[Begin Provided passage]

[ovirt-devel] new internal stable modules + proposal

Nir Soffer nsoffer at redhat.com
Tue Mar 29 17:36:38 UTC 2016


On Tue, Mar 29, 2016 at 7:44 PM, Martin Polednik <mpolednik at redhat.com> wrote:
> On 29/03/16 11:12 -0400, Francesco Romani wrote:
>>
>> Hi,
>>
>> in the last Vdsm developer call we agreed to promote a few modules in the
>> common repository.
>> The common repository provides the additional guarantees over regular
>> modules in lib/vdsm/
>>
>> - stable API
>> - (thus) safe to use across verticals
>>
>> the planned moves are:
>>
>> lib/vdsm/schedule.py -> lib/vdsm/common/schedule.py
>> lib/vdsm/periodic.py -> lib/vdsm/common/periodic.py
>> lib/vdsm/virt/api.py -> lib/vdsm/common/api.py
>>
>> Question is if those modules should go under common/ or under another
>> subdirectory, maybe infra?
>
>
> Hi.
>
> I agree that some modules should be kept (and advertised) as stable.
>
> The name 'common' is more suited for such package as 'infra' is very ovirt
> specific and could hurt readability and navigation of the project. It does
> make sense to structure the project as follows:
>
> lib/vdsm/common
> lib/vdsm/virt/common
> lib/vdsm/storage/common
> lib/vdsm/network/common

This creates a dependency between the packages. The goal is to have
packages that do
not depend on each other except the common package, which is library
code used by
other parts.

[End Provided passage]
[Begin Raw data]

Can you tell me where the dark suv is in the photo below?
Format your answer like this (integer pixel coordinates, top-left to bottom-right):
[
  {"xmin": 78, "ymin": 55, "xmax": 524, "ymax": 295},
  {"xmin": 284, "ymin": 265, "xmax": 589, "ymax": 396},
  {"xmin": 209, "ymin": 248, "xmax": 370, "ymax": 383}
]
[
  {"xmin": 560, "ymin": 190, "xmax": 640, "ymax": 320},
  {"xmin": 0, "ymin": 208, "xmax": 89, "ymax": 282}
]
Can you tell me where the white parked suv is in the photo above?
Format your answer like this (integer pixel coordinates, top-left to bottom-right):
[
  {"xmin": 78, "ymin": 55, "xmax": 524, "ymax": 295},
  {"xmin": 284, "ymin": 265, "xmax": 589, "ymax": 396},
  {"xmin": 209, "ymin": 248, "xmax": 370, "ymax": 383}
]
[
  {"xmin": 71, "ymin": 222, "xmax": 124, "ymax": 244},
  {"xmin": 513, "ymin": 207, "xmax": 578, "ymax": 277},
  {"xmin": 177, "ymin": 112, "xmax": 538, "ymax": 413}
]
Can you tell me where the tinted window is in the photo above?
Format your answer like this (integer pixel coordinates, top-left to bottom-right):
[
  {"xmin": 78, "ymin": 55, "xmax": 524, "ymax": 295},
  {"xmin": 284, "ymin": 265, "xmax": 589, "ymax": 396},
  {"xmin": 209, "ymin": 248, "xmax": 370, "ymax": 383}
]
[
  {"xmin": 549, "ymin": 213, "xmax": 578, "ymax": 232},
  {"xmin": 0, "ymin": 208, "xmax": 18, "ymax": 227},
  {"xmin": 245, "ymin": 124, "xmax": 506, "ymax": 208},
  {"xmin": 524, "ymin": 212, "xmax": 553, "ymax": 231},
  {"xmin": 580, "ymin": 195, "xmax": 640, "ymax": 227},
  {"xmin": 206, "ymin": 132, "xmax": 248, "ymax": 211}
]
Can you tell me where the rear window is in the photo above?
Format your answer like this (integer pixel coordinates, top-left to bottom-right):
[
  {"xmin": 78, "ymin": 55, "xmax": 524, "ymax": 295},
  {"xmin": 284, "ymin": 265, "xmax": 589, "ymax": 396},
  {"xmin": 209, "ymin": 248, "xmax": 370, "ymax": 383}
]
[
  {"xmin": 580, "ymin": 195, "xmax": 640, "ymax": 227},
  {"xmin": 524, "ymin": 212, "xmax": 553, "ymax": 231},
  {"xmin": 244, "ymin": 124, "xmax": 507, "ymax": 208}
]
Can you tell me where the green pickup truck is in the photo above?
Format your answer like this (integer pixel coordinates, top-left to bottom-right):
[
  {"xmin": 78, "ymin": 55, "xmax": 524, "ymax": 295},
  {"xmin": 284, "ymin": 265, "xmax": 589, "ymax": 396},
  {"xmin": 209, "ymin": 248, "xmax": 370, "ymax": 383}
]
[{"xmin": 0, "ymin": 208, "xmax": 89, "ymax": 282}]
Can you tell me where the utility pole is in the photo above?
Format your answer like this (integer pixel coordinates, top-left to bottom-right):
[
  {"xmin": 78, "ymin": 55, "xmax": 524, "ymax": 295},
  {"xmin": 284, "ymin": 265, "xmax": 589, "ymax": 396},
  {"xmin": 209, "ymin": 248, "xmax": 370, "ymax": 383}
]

[End Raw data]

### Work instructions
From the Vdsm modules thread, list every directory path in the project structure proposed in reply to the question of common/ versus infra. The material plays no part in what is asked here.

### Correct result
lib/vdsm/common
lib/vdsm/virt/common
lib/vdsm/storage/common
lib/vdsm/network/common